# Dataset extract:
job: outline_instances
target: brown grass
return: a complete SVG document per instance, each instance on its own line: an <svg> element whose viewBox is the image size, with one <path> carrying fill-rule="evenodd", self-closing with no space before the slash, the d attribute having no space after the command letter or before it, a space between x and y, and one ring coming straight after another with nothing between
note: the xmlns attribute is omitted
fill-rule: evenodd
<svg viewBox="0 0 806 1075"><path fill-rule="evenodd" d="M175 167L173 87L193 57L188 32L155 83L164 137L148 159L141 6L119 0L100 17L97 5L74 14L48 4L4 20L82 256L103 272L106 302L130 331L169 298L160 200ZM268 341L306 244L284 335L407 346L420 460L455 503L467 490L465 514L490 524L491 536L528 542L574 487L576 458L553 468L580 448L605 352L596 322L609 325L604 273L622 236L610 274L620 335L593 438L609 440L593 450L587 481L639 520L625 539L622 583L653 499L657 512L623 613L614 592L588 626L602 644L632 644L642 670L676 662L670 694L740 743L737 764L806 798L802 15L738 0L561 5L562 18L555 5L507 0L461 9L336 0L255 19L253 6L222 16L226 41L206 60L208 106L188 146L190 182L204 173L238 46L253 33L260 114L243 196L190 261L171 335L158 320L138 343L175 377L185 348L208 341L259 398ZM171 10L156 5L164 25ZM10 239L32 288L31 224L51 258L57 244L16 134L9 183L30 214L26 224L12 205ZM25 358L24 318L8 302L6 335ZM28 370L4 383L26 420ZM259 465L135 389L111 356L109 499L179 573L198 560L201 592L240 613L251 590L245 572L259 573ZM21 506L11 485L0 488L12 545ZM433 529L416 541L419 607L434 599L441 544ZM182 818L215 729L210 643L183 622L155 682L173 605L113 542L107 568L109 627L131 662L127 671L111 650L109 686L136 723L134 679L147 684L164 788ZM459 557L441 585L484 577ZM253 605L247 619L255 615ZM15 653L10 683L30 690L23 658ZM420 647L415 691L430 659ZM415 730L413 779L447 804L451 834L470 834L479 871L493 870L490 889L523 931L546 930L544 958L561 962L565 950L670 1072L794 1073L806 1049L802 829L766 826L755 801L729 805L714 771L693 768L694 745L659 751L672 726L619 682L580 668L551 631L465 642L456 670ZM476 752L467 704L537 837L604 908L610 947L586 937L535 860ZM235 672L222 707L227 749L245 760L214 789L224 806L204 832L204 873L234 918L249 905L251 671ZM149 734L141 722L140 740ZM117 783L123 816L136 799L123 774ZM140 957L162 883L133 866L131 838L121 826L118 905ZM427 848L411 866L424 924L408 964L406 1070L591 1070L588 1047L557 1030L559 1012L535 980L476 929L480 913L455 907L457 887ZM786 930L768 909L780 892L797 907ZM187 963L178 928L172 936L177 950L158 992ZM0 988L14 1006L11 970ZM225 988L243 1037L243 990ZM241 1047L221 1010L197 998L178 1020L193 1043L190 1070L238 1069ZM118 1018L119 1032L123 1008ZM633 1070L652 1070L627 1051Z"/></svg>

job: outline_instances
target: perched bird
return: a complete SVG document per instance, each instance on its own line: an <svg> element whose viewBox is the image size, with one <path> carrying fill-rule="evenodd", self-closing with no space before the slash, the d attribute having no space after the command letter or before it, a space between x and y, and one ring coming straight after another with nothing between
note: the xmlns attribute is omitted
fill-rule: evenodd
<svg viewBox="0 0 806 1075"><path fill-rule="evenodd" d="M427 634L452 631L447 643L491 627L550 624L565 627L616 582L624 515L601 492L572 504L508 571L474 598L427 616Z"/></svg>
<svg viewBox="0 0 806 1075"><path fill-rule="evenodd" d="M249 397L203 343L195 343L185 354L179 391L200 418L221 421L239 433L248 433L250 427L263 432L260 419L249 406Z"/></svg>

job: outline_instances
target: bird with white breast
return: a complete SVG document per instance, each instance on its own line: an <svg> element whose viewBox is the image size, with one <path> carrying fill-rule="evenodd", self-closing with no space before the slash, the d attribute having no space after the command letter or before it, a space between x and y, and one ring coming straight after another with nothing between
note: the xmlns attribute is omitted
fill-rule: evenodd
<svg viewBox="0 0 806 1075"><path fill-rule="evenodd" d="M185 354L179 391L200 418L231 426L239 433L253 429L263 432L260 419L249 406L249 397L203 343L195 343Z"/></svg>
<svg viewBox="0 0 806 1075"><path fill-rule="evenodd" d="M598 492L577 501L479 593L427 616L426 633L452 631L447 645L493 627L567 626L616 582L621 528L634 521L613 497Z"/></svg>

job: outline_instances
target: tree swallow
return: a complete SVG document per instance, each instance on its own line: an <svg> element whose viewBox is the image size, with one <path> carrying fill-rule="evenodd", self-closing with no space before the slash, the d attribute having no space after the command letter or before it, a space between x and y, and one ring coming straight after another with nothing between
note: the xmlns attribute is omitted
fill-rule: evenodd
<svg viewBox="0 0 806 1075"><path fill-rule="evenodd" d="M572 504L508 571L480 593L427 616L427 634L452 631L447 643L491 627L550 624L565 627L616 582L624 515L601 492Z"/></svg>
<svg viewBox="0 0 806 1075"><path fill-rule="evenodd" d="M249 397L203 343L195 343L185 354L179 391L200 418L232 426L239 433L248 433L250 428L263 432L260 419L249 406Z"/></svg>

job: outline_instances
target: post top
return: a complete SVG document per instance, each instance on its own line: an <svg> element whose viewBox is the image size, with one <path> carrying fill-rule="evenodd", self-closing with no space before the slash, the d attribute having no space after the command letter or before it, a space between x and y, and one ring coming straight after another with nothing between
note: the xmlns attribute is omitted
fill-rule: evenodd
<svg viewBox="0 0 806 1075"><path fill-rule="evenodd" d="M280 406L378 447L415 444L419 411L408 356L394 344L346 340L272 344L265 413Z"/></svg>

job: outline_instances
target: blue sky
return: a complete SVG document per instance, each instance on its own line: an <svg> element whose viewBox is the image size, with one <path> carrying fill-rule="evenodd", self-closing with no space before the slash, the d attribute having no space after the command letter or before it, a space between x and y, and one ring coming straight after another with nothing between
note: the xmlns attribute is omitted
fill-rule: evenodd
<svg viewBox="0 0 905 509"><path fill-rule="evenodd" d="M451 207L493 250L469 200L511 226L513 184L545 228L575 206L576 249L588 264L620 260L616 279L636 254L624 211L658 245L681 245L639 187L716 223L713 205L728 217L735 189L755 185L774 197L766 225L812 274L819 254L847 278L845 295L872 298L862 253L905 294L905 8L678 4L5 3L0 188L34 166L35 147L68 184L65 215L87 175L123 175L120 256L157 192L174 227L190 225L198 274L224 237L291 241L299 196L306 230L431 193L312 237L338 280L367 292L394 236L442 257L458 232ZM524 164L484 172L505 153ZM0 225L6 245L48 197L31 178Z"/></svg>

# Do this:
How many lines in the data above contain the string "bird"? Reply with the number only.

# Response below:
2